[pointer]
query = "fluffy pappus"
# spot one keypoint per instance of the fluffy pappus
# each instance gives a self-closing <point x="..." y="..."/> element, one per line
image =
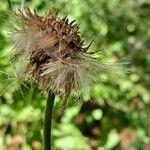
<point x="55" y="57"/>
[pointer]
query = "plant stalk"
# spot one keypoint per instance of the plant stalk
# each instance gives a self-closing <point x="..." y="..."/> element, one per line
<point x="48" y="121"/>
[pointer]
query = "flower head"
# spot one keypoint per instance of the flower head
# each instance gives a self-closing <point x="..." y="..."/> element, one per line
<point x="54" y="54"/>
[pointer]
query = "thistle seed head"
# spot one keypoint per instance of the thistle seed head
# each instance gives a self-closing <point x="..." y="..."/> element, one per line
<point x="54" y="53"/>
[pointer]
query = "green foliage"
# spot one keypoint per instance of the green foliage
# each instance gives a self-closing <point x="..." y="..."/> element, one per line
<point x="117" y="116"/>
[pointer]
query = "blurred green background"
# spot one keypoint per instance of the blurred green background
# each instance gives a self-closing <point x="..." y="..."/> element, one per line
<point x="117" y="115"/>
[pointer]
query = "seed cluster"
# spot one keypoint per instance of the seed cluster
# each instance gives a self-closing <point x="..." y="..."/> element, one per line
<point x="56" y="59"/>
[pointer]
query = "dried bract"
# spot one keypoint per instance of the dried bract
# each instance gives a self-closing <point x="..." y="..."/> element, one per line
<point x="55" y="57"/>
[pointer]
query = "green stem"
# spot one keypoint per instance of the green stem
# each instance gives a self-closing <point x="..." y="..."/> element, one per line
<point x="48" y="120"/>
<point x="9" y="4"/>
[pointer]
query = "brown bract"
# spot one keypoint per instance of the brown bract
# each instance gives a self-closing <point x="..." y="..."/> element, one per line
<point x="53" y="48"/>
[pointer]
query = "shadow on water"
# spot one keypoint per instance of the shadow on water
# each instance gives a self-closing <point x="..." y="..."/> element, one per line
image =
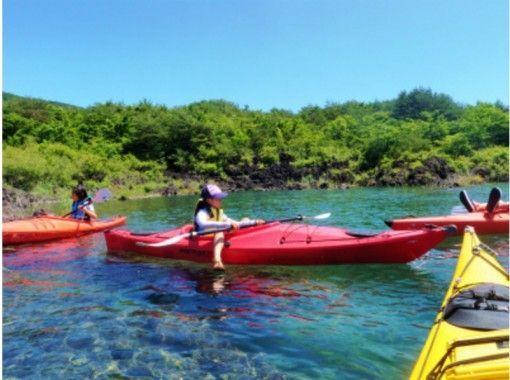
<point x="72" y="311"/>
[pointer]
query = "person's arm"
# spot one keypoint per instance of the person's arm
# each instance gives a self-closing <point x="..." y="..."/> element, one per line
<point x="89" y="210"/>
<point x="203" y="222"/>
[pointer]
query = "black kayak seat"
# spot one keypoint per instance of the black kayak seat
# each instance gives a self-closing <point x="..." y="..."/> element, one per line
<point x="482" y="307"/>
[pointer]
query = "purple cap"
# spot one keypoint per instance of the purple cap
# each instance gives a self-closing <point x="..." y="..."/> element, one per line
<point x="212" y="191"/>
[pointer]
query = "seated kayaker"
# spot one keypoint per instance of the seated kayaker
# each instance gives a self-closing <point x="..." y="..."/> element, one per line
<point x="82" y="207"/>
<point x="209" y="215"/>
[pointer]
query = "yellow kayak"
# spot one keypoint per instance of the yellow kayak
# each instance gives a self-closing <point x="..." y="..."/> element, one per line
<point x="469" y="338"/>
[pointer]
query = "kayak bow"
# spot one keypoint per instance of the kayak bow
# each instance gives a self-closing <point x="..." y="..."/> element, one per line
<point x="469" y="338"/>
<point x="53" y="227"/>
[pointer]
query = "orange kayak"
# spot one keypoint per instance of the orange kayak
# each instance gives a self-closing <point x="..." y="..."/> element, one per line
<point x="53" y="227"/>
<point x="483" y="222"/>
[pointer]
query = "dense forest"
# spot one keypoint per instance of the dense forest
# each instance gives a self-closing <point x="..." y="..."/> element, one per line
<point x="419" y="138"/>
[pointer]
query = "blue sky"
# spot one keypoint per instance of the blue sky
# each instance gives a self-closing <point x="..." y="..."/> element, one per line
<point x="263" y="54"/>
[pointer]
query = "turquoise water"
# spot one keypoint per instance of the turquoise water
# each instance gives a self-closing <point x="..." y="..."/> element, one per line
<point x="72" y="311"/>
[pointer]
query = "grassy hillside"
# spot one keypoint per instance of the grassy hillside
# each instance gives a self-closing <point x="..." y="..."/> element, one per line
<point x="418" y="138"/>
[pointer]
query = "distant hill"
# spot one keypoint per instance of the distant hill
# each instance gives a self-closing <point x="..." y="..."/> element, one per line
<point x="8" y="97"/>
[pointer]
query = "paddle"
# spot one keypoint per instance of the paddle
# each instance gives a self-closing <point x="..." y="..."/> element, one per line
<point x="100" y="196"/>
<point x="178" y="238"/>
<point x="494" y="197"/>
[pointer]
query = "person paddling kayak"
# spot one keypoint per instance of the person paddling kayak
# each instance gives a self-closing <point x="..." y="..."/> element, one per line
<point x="210" y="215"/>
<point x="82" y="207"/>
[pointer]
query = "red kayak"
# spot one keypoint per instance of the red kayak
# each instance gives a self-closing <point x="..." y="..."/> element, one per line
<point x="285" y="244"/>
<point x="483" y="222"/>
<point x="53" y="227"/>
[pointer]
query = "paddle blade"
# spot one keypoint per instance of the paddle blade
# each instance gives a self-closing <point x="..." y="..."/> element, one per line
<point x="164" y="243"/>
<point x="102" y="195"/>
<point x="458" y="210"/>
<point x="494" y="197"/>
<point x="322" y="216"/>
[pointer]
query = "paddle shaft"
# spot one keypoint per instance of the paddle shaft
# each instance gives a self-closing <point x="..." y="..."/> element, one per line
<point x="252" y="224"/>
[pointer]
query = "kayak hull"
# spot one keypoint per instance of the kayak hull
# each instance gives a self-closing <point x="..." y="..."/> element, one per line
<point x="455" y="350"/>
<point x="285" y="244"/>
<point x="483" y="222"/>
<point x="51" y="228"/>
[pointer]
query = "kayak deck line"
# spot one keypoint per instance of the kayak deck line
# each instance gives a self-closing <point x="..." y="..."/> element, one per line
<point x="469" y="336"/>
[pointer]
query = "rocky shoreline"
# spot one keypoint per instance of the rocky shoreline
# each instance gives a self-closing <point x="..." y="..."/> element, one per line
<point x="434" y="172"/>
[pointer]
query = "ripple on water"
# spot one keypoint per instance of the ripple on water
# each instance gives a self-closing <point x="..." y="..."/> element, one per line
<point x="71" y="311"/>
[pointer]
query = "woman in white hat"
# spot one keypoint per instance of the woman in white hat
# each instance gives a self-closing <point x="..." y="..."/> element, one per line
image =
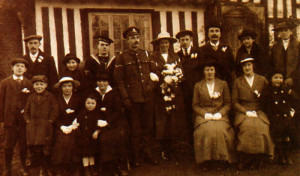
<point x="252" y="124"/>
<point x="169" y="116"/>
<point x="69" y="103"/>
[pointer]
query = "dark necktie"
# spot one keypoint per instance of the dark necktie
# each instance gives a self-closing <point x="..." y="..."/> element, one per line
<point x="19" y="83"/>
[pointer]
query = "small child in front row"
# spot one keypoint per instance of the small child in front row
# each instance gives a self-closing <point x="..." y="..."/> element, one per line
<point x="41" y="111"/>
<point x="279" y="103"/>
<point x="88" y="133"/>
<point x="14" y="91"/>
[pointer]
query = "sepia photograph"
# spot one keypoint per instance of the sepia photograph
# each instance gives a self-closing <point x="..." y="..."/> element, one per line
<point x="149" y="87"/>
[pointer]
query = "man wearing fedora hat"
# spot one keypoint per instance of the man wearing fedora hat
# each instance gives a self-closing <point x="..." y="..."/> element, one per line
<point x="219" y="52"/>
<point x="100" y="62"/>
<point x="132" y="74"/>
<point x="39" y="62"/>
<point x="190" y="59"/>
<point x="249" y="46"/>
<point x="285" y="52"/>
****************************************
## [Written task]
Without the pictures, write out the whole listing above exactly as it appears.

## [Answer to the task]
[pointer]
query = "fluffy pappus"
# spot one keypoint per instance of the fluffy pappus
# each instance gives a self-closing <point x="..." y="..."/> element, one per line
image =
<point x="55" y="57"/>
[pointer]
query = "plant stalk"
# spot one keypoint per instance of the plant stalk
# each instance gives a self-closing <point x="..." y="..."/> element, one per line
<point x="48" y="121"/>
[pointer]
query = "flower head"
# spot one keypoint per instance of the flower head
# each instance gives a self-closing <point x="..." y="..."/> element, one per line
<point x="54" y="54"/>
[pointer]
query = "thistle seed head"
# spot one keypoint per instance of the thistle seed head
# each instance gives a self-closing <point x="..." y="..."/> element, one per line
<point x="54" y="53"/>
[pointer]
query = "green foliage"
# spot one keypoint per instance of the green foliage
# each instance gives a self-closing <point x="..." y="..."/> element, one per line
<point x="117" y="116"/>
[pointer]
query = "blurred green background"
# spot one keypoint per instance of the blurred green background
# each instance gives a self-closing <point x="..." y="..."/> element, one per line
<point x="117" y="115"/>
[pointer]
query = "seed cluster"
# spot one keypoint per instance of the seed cluster
# each instance gives a self-closing <point x="..." y="..."/> element, one per line
<point x="56" y="59"/>
[pointer]
query = "dried bract"
# spot one keypoint per instance of the dried bract
# each instance gives a self-closing <point x="..." y="..."/> element, one per line
<point x="55" y="57"/>
[pointer]
query = "green stem"
# spot one keypoint per instance of the green stem
# each instance gives a self-closing <point x="..." y="..."/> element, one per line
<point x="48" y="120"/>
<point x="9" y="4"/>
[pointer]
query = "brown bract"
# spot one keypoint per instance of the brown bract
# each instance gives a self-closing <point x="..." y="..."/> element, one per line
<point x="53" y="48"/>
[pointer]
query = "shadow on water"
# spot one keypoint per instance of the shadow on water
# each instance gives a self-closing <point x="..." y="..."/> element, one per line
image =
<point x="72" y="311"/>
[pointer]
query = "person's arm"
# spot one keypoint per instance of the person's arm
# each instance gives a self-closing <point x="..." y="..."/> element, one per line
<point x="89" y="210"/>
<point x="203" y="222"/>
[pointer]
query = "black kayak seat"
# spot one keypoint per instance of the black kayak seat
# each instance gives a self-closing <point x="..." y="..."/> element, one per line
<point x="482" y="307"/>
[pointer]
query = "purple cap"
# spot one keypoint per instance of the purple cap
# each instance gives a self-closing <point x="..." y="..."/> element, one per line
<point x="212" y="191"/>
[pointer]
query = "seated kayaker"
# spot one keypoint per instance of the seated kayaker
# each instance gives a self-closing <point x="..." y="..."/> element, one per line
<point x="82" y="207"/>
<point x="209" y="215"/>
[pointer]
query = "yellow kayak"
# spot one keypoint per instance of the yellow kayak
# each instance gives a self-closing <point x="..." y="..."/> element, one per line
<point x="469" y="338"/>
[pointer]
query = "kayak bow"
# spot one keypoint per instance of the kayak bow
# each instance gives a self-closing <point x="..." y="..."/> element, one per line
<point x="469" y="338"/>
<point x="53" y="227"/>
[pointer]
query = "orange kayak"
# spot one keypoint per instance of the orange kayak
# each instance gives a self-closing <point x="..." y="..."/> element, one per line
<point x="53" y="227"/>
<point x="483" y="222"/>
[pointer]
query = "dense forest"
# spot one keypoint per instance of the dense forest
# each instance gives a self-closing <point x="..." y="..."/> element, one per line
<point x="419" y="138"/>
[pointer]
query = "blue sky"
# spot one keypoint per instance of the blue sky
# each instance gives a self-closing <point x="..." y="..."/> element, one per line
<point x="263" y="54"/>
[pointer]
query = "turquoise water"
# spot one keypoint per instance of the turquoise water
# each instance gives a self-closing <point x="..." y="..."/> element, one per line
<point x="72" y="311"/>
[pointer]
query = "grassy hillside"
# spot one keypoint per instance of the grassy hillside
# each instance gives a self-closing <point x="..." y="..."/> element, one per line
<point x="418" y="138"/>
[pointer]
query = "distant hill"
# spot one keypoint per instance of the distant hill
# each instance gives a self-closing <point x="..." y="..."/> element, one per line
<point x="8" y="97"/>
[pointer]
query = "paddle"
# spot one keypoint per instance of the paddle
# each instance gives a self-closing <point x="..." y="..."/> element, one per line
<point x="100" y="196"/>
<point x="178" y="238"/>
<point x="494" y="197"/>
[pointer]
query = "person paddling kayak"
# spot one keypoint per instance of the person paddling kayak
# each instance gives a self-closing <point x="..." y="..."/> element, one per line
<point x="210" y="215"/>
<point x="82" y="207"/>
[pointer]
query = "red kayak"
# spot one keypoint per instance of the red kayak
# each instance gives a self-closing <point x="..." y="..."/> element, one per line
<point x="285" y="244"/>
<point x="483" y="222"/>
<point x="53" y="227"/>
[pointer]
query = "paddle blade"
# spot one keypoint per instance of the paddle blade
# each instance gives a self-closing <point x="..." y="..."/> element, one per line
<point x="164" y="243"/>
<point x="102" y="195"/>
<point x="458" y="210"/>
<point x="494" y="197"/>
<point x="322" y="216"/>
[pointer]
query = "paddle shaft"
# spot one keypoint per instance of the paddle shaft
# each instance gives a self-closing <point x="..." y="..."/> element, one per line
<point x="252" y="224"/>
[pointer]
query = "kayak hull"
# spot one keypoint per instance of the kayak hull
# each instance gives a self-closing <point x="..." y="..."/> element, one per line
<point x="455" y="350"/>
<point x="285" y="244"/>
<point x="483" y="222"/>
<point x="51" y="228"/>
[pointer]
query = "kayak deck line"
# spot one keypoint per instance of the kayak deck line
# each instance gives a self-closing <point x="..." y="..."/> element, one per line
<point x="469" y="336"/>
[pointer]
query = "rocky shoreline"
# spot one keypoint per instance of the rocky shoreline
# each instance gives a self-closing <point x="..." y="..."/> element, one per line
<point x="434" y="172"/>
[pointer]
query = "ripple on water"
# spot one keypoint per instance of the ripple on water
# each instance gives a self-closing <point x="..." y="..."/> element, one per line
<point x="71" y="311"/>
[pointer]
query = "woman in white hat"
# spot one keypoint per instance of the woman in white hat
# each instance gives a self-closing <point x="..." y="..."/> element, one per line
image =
<point x="252" y="124"/>
<point x="169" y="116"/>
<point x="69" y="103"/>
[pointer]
query = "dark necktie"
# spot one keypoint per instance of the dark necktie
# each instance gives a self-closing <point x="..." y="..."/> element, one per line
<point x="19" y="83"/>
[pointer]
query = "small child in front row"
# spot one keypoint per instance of the small child in front row
# each instance gives a self-closing <point x="..." y="..."/> element, one per line
<point x="41" y="111"/>
<point x="279" y="103"/>
<point x="88" y="133"/>
<point x="14" y="91"/>
[pointer]
query = "sepia photograph"
# spot one keypoint per instance of the sepia photograph
# each instance gives a self-closing <point x="..." y="..."/> element, one per line
<point x="149" y="87"/>
[pointer]
query = "man wearing fedora hat"
# spot one keypoint per instance of the man wearing fedora hat
# each instance gives a self-closing <point x="..." y="..."/> element, one per line
<point x="219" y="52"/>
<point x="100" y="62"/>
<point x="132" y="74"/>
<point x="39" y="62"/>
<point x="190" y="59"/>
<point x="249" y="46"/>
<point x="285" y="52"/>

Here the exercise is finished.